» Task instructions
Set down, please, exactly the lines below that run from the line with "Provide one point per instance of the white house" to the line with "Target: green vegetation", both lines included.

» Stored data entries

━━━━

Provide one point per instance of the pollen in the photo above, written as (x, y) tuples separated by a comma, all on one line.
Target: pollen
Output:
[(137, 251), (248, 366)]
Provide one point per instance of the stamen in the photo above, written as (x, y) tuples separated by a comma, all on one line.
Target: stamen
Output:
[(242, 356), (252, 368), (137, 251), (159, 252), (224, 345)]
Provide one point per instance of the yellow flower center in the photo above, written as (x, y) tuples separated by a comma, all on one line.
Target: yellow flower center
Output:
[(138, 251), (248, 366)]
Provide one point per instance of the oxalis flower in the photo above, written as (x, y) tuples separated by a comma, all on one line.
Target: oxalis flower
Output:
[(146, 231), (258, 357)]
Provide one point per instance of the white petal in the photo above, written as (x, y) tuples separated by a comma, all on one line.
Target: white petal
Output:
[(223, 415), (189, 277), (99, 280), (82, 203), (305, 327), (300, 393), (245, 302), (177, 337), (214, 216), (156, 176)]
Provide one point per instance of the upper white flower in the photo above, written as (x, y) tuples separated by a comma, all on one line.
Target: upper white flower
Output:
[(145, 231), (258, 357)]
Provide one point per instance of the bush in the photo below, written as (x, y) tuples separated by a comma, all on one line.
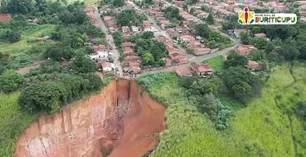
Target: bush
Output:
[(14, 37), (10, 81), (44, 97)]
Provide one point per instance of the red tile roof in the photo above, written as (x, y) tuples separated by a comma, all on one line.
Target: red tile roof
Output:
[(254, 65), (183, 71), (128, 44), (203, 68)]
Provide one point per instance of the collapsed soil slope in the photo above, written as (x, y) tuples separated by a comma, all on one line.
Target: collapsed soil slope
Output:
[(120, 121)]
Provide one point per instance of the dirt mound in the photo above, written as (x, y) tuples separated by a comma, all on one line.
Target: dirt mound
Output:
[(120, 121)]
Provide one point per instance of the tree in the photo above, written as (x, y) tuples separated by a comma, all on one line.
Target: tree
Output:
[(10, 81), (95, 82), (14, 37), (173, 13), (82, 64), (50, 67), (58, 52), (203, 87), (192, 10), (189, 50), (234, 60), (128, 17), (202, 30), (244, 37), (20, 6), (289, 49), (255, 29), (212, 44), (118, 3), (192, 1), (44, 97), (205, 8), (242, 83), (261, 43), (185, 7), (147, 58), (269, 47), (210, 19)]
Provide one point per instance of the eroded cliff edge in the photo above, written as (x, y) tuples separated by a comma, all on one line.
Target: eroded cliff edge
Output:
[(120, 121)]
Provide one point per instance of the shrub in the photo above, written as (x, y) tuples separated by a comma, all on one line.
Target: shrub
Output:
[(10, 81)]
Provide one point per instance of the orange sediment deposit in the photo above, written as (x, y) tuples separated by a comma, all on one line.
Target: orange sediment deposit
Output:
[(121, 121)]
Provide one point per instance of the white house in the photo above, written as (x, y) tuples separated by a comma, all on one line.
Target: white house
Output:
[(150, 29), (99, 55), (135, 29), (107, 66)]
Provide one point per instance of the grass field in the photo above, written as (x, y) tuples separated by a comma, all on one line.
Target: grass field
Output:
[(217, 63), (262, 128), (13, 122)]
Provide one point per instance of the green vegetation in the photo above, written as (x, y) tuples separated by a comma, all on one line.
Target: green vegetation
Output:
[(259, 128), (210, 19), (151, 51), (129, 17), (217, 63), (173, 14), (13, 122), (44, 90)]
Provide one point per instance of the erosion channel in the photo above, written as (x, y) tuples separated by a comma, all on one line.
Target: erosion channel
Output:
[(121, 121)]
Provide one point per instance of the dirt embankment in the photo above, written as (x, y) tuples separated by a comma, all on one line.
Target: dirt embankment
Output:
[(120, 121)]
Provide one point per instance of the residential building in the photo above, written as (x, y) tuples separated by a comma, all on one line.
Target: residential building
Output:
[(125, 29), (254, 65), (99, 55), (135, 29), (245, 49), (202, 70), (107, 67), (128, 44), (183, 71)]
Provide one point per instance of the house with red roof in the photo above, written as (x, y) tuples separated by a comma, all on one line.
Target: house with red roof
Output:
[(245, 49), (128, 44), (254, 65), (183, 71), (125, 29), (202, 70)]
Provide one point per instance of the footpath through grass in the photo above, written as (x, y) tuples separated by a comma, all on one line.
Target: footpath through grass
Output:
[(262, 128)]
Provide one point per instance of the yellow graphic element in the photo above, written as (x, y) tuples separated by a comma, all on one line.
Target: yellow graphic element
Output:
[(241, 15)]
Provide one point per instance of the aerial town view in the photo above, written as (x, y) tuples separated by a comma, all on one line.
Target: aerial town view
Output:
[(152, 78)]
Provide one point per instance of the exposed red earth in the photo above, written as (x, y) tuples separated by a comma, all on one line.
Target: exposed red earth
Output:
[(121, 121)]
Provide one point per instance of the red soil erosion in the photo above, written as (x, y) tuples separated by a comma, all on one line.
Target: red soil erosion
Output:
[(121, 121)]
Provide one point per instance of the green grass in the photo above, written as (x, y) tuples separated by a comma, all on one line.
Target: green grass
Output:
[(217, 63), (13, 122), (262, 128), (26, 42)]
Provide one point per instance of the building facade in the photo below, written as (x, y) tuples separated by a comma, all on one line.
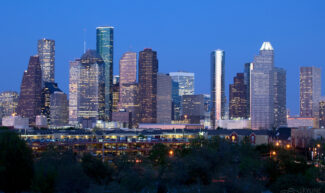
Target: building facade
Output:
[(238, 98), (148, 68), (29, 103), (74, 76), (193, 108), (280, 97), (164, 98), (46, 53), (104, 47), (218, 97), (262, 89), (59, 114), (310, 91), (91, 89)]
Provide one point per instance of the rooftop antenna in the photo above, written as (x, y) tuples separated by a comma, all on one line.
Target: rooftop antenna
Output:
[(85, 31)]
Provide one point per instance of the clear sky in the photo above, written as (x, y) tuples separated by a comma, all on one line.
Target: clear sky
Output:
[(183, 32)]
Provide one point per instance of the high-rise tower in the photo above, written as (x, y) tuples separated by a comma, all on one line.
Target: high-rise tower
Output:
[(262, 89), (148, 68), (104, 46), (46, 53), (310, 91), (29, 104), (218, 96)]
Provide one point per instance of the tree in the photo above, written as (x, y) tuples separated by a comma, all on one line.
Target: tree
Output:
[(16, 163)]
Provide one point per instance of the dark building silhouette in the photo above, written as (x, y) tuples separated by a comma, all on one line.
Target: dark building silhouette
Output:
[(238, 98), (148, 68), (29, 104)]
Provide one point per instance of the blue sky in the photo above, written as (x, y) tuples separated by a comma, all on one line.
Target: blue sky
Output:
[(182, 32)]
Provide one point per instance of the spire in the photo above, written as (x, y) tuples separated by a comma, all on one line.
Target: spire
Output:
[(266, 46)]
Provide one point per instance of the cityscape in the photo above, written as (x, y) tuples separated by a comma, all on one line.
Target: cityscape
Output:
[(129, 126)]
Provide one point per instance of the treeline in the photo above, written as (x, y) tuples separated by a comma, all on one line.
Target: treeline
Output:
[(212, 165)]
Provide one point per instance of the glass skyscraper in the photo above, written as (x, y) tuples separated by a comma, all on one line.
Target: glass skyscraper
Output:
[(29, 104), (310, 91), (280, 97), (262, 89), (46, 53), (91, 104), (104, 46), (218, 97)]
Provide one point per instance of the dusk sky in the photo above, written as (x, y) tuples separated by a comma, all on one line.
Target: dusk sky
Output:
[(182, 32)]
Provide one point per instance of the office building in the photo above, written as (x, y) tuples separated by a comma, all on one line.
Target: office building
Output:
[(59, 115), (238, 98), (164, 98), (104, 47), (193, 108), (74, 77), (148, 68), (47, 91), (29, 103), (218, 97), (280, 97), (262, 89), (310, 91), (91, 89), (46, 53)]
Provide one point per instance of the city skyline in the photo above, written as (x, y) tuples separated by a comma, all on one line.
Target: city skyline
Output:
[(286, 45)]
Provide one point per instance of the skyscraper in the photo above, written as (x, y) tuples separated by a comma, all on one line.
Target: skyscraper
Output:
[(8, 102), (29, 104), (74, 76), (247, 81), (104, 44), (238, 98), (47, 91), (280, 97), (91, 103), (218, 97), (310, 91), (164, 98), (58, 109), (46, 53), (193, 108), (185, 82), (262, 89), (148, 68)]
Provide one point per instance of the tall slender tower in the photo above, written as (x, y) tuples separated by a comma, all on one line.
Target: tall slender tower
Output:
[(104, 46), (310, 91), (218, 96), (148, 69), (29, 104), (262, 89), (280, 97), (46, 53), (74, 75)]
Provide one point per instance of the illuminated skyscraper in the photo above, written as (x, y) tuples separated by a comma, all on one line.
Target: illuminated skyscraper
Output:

━━━━

» Output for this exercise
Provide one point per instance of the white house in the photo above, written as (x, y) tuples separated by a comma, all on one line.
Target: white house
Output:
[(150, 29), (99, 55), (135, 29), (107, 66)]
Provide one point per instance of the grass field in the photo above, written as (x, y) tuples separated by a comma, all on one line.
Target: grass field
Output:
[(217, 63), (262, 128), (13, 122)]
Provide one point per instance of the green vegetation in the photo above, written as (x, y) tuples separated by a comma, all on one line.
Target: green vegetation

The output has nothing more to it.